• [THE EXERCISE]
Return all of the rows below unchanged, line for line, omitting the pictures.

Position identification records:
________________________

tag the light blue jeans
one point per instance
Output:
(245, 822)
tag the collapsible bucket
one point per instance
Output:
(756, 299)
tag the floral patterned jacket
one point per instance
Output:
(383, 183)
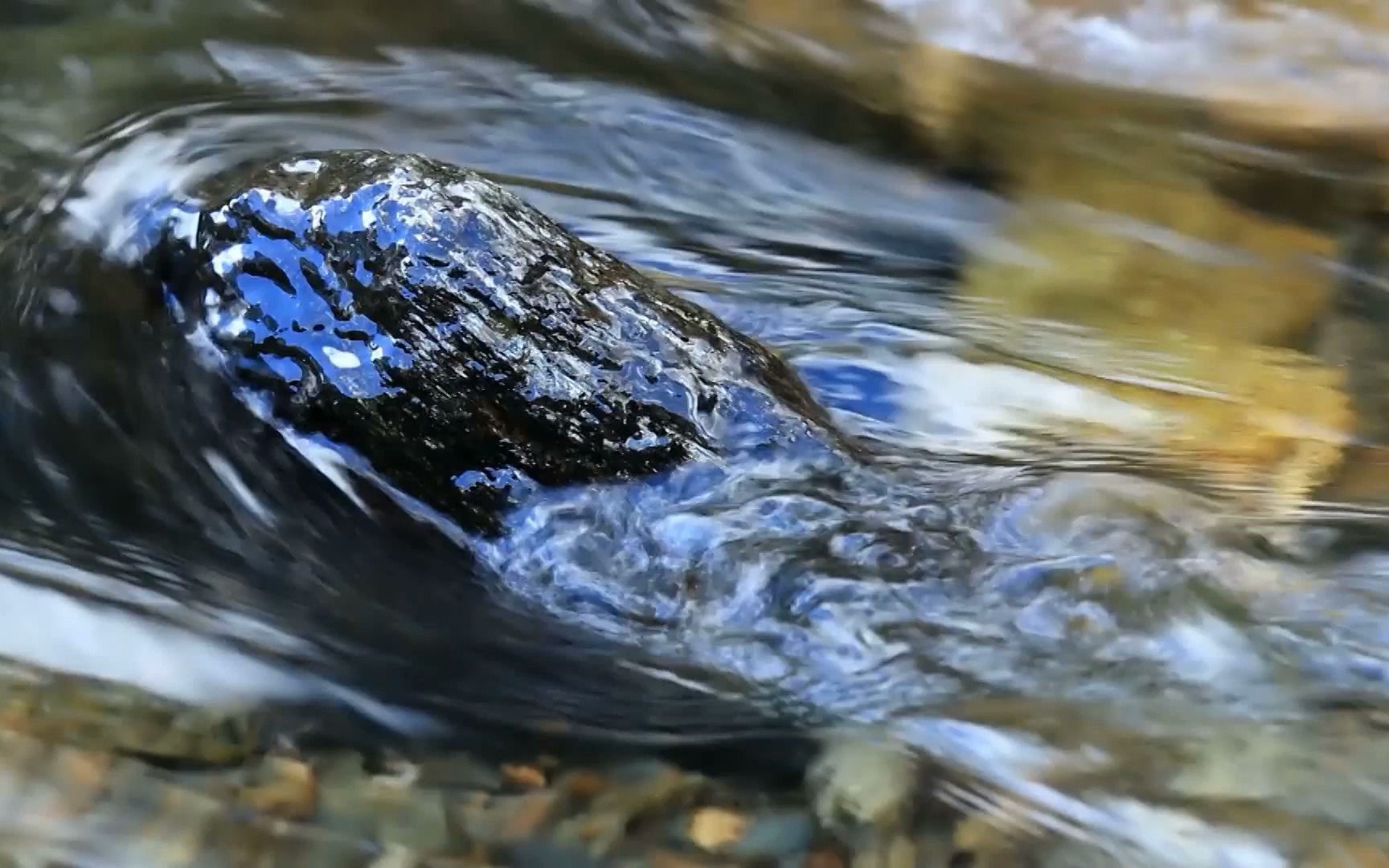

________________________

• [FULL SOLUTION]
tag the light blue jeans
one point per instance
Output:
(245, 822)
tag the collapsible bucket
one point per instance
Output:
(756, 299)
tag the floral patterned jacket
one point per instance
Output:
(383, 183)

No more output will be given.